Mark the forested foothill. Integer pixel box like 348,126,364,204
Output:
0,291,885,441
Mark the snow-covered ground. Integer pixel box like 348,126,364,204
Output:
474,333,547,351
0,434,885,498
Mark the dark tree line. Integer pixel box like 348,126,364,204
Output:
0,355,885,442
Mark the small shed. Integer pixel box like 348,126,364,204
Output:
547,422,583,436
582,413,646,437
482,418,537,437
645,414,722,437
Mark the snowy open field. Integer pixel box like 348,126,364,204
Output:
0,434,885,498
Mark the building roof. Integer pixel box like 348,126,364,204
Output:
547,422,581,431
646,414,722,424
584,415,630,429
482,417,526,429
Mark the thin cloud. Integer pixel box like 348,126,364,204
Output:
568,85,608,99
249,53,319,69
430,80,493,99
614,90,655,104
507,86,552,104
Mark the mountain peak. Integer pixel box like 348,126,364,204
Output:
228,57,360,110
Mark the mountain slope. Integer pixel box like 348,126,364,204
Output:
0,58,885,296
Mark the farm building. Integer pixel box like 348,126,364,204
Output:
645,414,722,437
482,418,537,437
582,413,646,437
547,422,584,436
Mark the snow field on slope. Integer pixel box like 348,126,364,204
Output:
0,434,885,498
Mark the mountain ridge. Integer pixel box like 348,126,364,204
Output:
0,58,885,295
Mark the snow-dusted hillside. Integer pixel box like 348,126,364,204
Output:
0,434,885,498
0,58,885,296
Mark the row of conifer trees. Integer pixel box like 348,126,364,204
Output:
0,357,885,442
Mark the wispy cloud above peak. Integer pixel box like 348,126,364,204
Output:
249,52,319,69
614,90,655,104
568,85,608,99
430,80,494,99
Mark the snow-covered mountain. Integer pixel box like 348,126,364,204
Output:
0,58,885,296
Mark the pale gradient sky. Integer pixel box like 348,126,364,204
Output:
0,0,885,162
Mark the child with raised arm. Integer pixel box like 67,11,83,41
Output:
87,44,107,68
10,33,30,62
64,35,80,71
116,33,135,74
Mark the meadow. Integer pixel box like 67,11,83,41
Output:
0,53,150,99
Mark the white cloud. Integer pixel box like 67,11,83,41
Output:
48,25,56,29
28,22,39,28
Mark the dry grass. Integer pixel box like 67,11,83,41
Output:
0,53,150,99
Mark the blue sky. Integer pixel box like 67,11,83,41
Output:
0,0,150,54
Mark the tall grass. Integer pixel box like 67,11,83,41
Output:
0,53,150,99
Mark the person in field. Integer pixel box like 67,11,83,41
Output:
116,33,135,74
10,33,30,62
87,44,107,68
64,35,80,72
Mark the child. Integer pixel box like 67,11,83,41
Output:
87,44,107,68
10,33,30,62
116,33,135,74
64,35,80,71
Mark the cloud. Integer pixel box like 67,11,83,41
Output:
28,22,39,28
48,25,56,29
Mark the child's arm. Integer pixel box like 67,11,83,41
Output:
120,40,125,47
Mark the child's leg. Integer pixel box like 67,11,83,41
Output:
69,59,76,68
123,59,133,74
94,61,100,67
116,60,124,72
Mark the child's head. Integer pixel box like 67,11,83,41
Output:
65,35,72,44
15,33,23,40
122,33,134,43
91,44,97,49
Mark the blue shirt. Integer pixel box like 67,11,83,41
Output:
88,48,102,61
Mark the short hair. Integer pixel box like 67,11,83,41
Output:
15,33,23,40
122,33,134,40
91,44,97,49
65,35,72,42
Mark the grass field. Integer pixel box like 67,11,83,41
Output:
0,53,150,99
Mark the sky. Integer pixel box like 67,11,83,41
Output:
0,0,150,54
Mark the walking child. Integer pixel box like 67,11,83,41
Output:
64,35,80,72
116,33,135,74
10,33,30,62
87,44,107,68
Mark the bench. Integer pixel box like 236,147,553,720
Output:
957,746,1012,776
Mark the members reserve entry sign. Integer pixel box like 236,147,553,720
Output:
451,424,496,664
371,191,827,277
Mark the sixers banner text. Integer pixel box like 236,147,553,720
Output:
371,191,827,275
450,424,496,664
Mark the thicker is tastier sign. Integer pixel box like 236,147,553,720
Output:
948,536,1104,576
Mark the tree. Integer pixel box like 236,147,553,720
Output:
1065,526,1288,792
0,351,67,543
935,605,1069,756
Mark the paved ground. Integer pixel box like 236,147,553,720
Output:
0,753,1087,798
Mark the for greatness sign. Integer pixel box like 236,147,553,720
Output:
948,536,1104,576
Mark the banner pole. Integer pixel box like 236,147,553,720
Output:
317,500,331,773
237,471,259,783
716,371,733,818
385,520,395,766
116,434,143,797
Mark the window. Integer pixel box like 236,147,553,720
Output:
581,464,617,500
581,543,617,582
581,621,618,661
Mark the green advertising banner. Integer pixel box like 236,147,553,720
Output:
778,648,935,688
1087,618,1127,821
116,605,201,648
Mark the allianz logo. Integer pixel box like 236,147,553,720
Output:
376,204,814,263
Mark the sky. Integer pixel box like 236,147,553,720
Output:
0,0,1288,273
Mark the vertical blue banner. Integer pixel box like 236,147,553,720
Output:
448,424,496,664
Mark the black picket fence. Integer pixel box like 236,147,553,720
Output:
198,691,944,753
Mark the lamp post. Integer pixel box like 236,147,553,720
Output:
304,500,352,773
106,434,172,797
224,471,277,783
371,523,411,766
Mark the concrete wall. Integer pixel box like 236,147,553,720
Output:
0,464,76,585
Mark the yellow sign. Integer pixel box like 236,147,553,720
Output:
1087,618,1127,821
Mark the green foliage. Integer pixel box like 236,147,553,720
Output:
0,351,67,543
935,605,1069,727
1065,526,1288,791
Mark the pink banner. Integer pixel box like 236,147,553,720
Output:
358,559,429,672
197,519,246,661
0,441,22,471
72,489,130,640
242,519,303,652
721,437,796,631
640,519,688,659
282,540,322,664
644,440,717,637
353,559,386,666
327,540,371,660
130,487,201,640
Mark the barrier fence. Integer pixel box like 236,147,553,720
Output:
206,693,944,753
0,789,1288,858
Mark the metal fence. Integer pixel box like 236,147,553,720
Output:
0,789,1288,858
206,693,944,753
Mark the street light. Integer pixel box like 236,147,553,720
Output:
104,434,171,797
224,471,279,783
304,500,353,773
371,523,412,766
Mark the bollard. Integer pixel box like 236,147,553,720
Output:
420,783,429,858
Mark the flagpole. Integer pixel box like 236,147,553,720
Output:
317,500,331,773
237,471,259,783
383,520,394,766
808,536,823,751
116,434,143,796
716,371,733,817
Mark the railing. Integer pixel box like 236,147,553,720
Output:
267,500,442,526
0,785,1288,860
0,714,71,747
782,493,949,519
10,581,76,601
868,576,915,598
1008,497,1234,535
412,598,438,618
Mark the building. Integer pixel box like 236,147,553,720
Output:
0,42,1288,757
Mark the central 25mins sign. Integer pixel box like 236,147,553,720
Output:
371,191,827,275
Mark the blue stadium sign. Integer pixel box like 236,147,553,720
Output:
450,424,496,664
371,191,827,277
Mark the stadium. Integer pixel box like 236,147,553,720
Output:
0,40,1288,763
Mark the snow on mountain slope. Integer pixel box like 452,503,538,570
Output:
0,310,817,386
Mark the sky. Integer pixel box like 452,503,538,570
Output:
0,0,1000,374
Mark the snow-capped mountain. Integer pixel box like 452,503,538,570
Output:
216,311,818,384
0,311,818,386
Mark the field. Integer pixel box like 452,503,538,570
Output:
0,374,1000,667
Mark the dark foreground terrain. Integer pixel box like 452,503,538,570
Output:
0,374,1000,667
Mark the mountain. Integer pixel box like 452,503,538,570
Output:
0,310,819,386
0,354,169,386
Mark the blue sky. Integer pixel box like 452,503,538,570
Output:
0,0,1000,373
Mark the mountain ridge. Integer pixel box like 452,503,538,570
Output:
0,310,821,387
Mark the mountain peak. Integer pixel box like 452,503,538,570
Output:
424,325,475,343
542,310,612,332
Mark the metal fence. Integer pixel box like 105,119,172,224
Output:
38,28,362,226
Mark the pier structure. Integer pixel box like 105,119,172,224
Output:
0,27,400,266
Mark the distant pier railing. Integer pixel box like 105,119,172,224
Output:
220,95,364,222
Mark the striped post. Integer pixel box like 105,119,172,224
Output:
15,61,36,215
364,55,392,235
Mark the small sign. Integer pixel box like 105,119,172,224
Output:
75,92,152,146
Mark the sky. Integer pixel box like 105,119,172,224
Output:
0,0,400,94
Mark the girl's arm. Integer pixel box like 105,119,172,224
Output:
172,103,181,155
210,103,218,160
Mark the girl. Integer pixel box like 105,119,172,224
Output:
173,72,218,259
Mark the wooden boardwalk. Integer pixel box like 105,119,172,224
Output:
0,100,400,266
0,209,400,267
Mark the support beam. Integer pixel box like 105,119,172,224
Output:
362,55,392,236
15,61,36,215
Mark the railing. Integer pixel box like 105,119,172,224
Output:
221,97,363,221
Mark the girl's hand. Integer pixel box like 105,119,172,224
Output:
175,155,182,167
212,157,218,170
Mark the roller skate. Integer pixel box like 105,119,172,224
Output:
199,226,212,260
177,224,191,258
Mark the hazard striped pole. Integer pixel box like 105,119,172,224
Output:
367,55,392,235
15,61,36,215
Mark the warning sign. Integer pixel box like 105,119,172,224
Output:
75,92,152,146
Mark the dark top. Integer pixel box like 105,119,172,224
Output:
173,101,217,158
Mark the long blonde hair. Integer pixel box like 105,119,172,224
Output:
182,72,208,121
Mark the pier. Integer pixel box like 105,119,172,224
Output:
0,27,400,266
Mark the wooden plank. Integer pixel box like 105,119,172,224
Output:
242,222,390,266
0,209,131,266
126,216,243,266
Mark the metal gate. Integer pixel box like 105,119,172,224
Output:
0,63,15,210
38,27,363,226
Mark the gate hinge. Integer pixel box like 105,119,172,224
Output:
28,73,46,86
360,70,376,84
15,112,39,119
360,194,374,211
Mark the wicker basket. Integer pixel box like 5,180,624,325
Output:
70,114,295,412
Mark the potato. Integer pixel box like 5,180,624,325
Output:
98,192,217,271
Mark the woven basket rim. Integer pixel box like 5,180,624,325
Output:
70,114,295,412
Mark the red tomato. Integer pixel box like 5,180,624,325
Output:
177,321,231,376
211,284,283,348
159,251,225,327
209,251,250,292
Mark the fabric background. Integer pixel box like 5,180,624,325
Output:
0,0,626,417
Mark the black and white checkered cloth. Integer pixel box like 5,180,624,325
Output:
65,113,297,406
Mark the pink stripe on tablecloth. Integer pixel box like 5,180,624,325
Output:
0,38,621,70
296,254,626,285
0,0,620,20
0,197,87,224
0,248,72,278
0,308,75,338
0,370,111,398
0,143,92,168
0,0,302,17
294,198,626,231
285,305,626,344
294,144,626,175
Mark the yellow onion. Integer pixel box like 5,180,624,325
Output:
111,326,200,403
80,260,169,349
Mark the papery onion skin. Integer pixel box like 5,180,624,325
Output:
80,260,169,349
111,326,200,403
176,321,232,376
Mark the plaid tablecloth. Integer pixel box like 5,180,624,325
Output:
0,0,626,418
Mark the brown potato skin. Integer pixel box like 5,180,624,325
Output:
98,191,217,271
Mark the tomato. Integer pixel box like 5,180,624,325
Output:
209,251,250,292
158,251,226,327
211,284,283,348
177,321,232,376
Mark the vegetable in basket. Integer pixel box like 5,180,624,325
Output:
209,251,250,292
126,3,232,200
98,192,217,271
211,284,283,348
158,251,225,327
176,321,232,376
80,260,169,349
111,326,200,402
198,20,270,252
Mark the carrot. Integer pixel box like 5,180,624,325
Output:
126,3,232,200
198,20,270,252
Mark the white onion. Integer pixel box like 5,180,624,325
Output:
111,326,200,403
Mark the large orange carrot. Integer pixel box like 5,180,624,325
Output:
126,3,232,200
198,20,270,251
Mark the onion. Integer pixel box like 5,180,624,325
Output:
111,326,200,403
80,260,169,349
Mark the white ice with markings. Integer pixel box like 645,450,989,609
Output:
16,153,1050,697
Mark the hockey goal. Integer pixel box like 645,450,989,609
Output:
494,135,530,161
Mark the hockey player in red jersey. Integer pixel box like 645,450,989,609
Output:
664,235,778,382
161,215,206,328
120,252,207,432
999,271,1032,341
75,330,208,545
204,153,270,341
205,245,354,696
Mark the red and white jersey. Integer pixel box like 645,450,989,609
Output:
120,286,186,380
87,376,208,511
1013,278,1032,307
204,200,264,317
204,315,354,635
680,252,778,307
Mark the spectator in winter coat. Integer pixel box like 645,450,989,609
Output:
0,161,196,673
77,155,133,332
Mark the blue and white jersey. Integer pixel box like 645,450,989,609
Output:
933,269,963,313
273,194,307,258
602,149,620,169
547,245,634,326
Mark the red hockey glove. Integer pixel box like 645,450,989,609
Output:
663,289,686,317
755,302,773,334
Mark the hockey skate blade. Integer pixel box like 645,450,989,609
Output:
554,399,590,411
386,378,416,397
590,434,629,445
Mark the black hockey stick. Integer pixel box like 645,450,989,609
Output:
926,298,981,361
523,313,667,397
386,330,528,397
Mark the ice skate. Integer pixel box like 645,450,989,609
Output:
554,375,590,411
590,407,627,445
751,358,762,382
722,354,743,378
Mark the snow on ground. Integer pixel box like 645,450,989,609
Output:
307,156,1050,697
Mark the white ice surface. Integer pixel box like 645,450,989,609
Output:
· · · ·
**Task goal:**
Rewrite the items from the line containing "Mark the window." up to and including the line containing "420,783,429,858", putting "flag" wherever "banner" appears and changing nothing else. Give only those lines.

**Answer to this problem:**
Mark the window. Integer pixel box like 236,147,553,720
Output:
581,464,617,500
581,543,617,582
581,621,618,661
Mark the green advertising flag. Integer pixel box like 236,147,553,720
Output:
778,648,935,688
1087,618,1127,821
116,605,201,648
Mark the allianz logo. Integer pixel box like 236,147,553,720
Output:
376,204,814,263
Mark the sky. Integer pixel box like 236,147,553,720
Output:
0,0,1288,273
Mark the vertical blue flag. Integer pixel box like 236,147,553,720
Output:
448,424,496,664
Mark the black picket fence. Integer pixel box like 236,147,553,720
Output:
198,691,944,753
Mark the lamp post. Integer pixel box like 236,147,553,720
Output:
304,500,352,773
106,434,172,797
224,471,277,783
371,523,411,766
Mark the concrete wall. Integer pixel box like 236,147,553,720
Output:
0,464,76,585
Mark the yellow sign. Integer pixel box like 236,147,553,720
Output:
1087,618,1127,821
Mark the green foliage. Integer pixel box like 236,147,553,720
Output:
0,351,67,543
935,605,1069,727
1065,526,1288,791
Mark the pink flag. Integer pixel box like 236,147,553,720
Output:
358,559,429,672
197,519,246,661
0,441,22,471
72,489,130,640
242,519,303,652
721,437,796,631
640,519,688,659
282,540,322,664
644,440,717,637
353,559,386,666
327,540,371,660
130,487,201,640
Mark the barrier fence. Integer pixel box like 236,147,553,720
Output:
206,693,944,753
0,789,1288,858
Mark the metal fence. Integer pixel box like 236,147,553,720
Output:
0,789,1288,858
206,693,944,753
Mark the street light. Integer pixel box like 236,147,553,720
Output:
104,434,171,797
224,471,279,783
304,500,353,773
371,523,412,766
Mark the bollard. Integer pixel box like 236,147,553,720
Output:
420,783,429,858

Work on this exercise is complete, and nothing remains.